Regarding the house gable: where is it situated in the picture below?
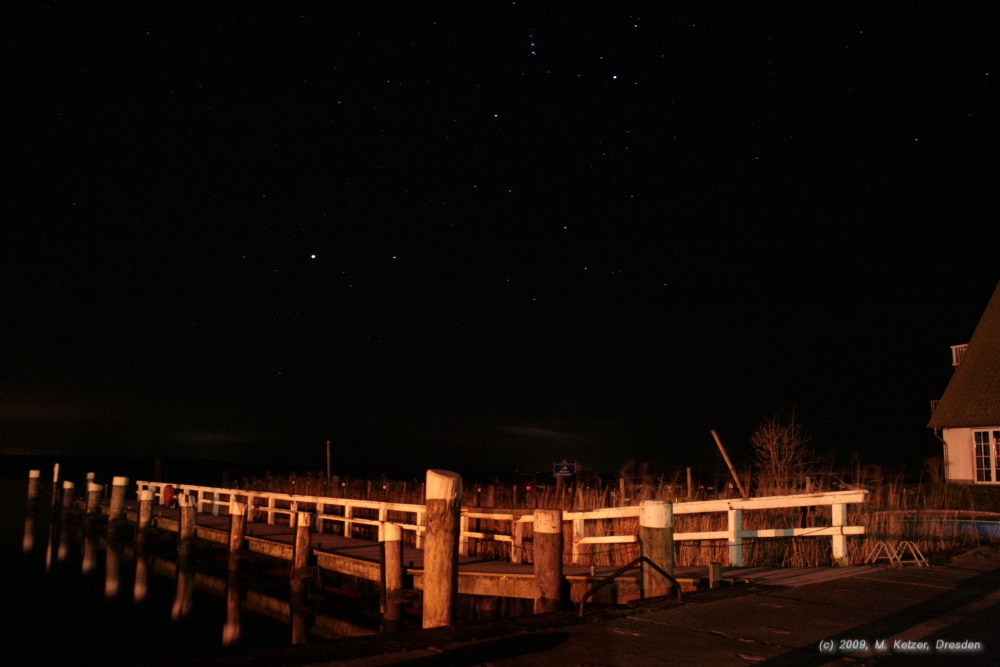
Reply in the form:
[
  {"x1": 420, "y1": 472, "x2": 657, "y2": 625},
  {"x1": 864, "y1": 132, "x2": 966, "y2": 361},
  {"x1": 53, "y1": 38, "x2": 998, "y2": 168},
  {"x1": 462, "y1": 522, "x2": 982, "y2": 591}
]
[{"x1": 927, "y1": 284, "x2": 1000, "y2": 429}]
------
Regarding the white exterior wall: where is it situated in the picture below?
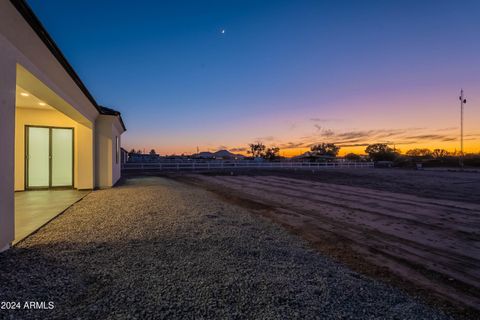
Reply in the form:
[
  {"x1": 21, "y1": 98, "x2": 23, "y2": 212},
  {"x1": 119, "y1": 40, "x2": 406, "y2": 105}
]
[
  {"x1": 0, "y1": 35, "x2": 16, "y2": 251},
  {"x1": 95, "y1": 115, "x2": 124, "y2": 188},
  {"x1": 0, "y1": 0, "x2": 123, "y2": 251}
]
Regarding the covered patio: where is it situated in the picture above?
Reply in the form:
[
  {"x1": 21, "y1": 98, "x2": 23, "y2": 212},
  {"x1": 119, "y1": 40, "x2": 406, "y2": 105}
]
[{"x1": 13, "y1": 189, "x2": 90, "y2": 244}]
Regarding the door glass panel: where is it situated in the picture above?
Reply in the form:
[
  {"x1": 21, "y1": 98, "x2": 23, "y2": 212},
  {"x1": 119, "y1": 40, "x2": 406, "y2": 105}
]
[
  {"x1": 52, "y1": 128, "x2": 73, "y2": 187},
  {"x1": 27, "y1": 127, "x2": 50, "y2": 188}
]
------
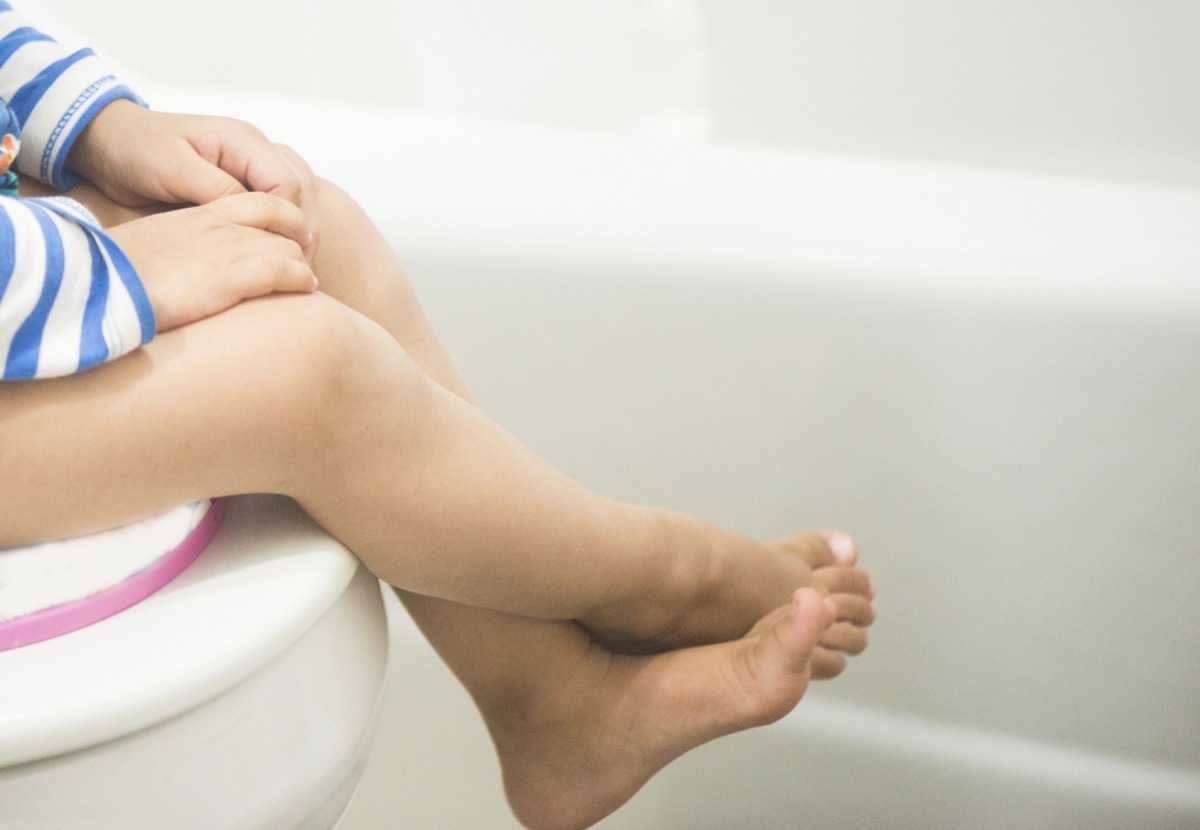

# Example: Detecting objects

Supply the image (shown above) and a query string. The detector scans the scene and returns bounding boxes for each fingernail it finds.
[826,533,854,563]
------
**Vereisten**: Zet de regels tussen de regel met "# Example: Detecting objects" en de regel met "[826,533,854,563]", beide inbegrepen, om in een JSON-lijst van strings. Geef één string per regel en laat lege regels weg.

**Volledig antwoord**:
[
  "# Example: Detecting objects",
  "Supply the image (shown above) and a query string. The detector scans the scene and returns bounding boxes for each fingernail it finds.",
  "[826,533,854,563]"
]